## Problem details
Quote each record exactly, please, leaving none out.

=== The records ===

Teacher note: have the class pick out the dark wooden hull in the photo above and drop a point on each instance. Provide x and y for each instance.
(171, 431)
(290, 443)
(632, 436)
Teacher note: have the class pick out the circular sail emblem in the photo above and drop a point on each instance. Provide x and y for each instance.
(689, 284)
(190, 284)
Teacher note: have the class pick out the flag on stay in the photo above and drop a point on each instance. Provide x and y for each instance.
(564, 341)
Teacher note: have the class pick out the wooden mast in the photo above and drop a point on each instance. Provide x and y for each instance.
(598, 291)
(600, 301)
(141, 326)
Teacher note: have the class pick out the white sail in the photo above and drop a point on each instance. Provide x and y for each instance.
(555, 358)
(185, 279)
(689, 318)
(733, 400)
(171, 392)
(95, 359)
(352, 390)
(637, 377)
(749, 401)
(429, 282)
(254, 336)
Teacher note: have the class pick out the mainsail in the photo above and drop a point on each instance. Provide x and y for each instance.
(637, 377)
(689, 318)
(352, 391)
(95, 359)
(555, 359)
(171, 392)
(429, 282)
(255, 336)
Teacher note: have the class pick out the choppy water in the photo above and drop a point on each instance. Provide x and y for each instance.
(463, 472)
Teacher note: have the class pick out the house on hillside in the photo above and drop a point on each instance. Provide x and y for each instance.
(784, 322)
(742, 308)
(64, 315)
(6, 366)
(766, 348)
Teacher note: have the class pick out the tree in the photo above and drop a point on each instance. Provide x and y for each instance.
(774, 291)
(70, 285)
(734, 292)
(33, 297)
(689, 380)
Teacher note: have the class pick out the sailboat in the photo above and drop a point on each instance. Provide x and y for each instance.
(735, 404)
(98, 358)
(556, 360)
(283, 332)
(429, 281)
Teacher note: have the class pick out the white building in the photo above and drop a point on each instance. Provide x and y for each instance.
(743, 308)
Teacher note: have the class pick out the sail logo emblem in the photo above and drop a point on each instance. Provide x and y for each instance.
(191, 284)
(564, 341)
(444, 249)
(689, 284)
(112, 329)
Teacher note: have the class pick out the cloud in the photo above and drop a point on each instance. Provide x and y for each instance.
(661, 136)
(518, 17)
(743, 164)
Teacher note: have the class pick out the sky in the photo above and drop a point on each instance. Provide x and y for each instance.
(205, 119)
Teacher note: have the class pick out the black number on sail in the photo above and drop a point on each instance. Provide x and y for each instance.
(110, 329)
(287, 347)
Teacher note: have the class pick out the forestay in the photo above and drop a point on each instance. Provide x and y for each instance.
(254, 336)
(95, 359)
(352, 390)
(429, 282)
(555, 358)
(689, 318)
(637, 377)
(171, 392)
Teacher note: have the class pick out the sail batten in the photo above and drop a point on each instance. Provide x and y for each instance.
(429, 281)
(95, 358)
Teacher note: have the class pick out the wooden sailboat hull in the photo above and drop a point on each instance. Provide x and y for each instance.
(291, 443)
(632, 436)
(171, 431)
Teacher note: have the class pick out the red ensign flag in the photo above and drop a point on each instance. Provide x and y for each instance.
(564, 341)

===

## Problem solution
Teacher note: have the class pick out the dark wooden hull in the photo above and drop a point on each instance. Provide x and y for each instance.
(171, 431)
(290, 443)
(632, 436)
Teacher note: have the class pick out the circular sail emblem in the photo above and drop a point on each instance. Provide x and y for each instance.
(689, 284)
(190, 284)
Teacher note: have the class pick out the flag on stay in the photo above and drop a point on each instance. Provide x and y for each instance.
(564, 341)
Teacher note: have the class pick out the wooden mast in the photo above and drop a point on each instance. Provide x and y for each instance.
(598, 291)
(600, 301)
(141, 326)
Teacher note: have the class pick out the white sail in the photo above and drop a point on each instance. Provide x and y for each instance.
(555, 358)
(185, 279)
(689, 318)
(733, 400)
(171, 392)
(95, 359)
(352, 390)
(637, 377)
(749, 401)
(429, 282)
(254, 336)
Teacher note: have the class pick out the mainsail in the photo above and drop a point on each instance. Provide x and y for each instance.
(637, 377)
(689, 318)
(352, 391)
(95, 359)
(555, 359)
(171, 392)
(429, 282)
(255, 336)
Teacher note: have the class pick out the choppy water in the photo above and drop a point on each instance. Provide x and y for each instance.
(463, 472)
Teacher note: have the class pick out the house on hillside in the photo above and drop a point on each instance. Provide x and y for each instance.
(784, 322)
(742, 308)
(64, 315)
(6, 366)
(766, 348)
Teacher note: have the class pick out the tree in the photo above and drop a point on each instance. Provide x and y for each instance.
(774, 291)
(70, 285)
(734, 292)
(33, 297)
(689, 380)
Teacher note: have the class pick out the sailboat in the photo above and drop a point on each instance. Provide x and y for each instance.
(735, 404)
(98, 358)
(556, 360)
(283, 332)
(429, 281)
Teacher note: have the class pick out the white building in the photo above and drop a point on each instance. Provide x and y for each instance.
(743, 308)
Teacher note: have the class pick out the sail logo emblem in the photo above and drop a point on each instance. Provide x and y for each instance.
(191, 284)
(564, 341)
(444, 249)
(689, 284)
(112, 329)
Teacher note: have the class pick out the cloud in the photo above and drop a point on each instance. Provide x and y for each instance.
(661, 136)
(518, 17)
(743, 164)
Teacher note: have the class pick out the sky in the photo above and drop a point on each instance. Provide x and y for each instance.
(205, 119)
Teacher note: have the class pick out the black number on sail in the photo above and drop a point on each instance. Provide x and y for each instance.
(110, 329)
(287, 347)
Teacher note: have the class pick out the forestay in the photo above and drop a point on each instance. Provide x and y for each instance.
(254, 336)
(95, 359)
(352, 390)
(429, 282)
(555, 358)
(689, 318)
(637, 377)
(171, 392)
Teacher note: have the class pick out the sail batten in the photo above and drop a point on each instance. Provide x and y for each instance.
(429, 281)
(95, 358)
Teacher note: have the class pick out the wooden sailboat hull in the photo above and drop a point on each instance. Provide x and y for each instance.
(291, 443)
(632, 436)
(171, 431)
Teacher note: have the class pick out the red ensign flag in the photo above and drop a point on each instance. Provide x and y for each instance.
(564, 341)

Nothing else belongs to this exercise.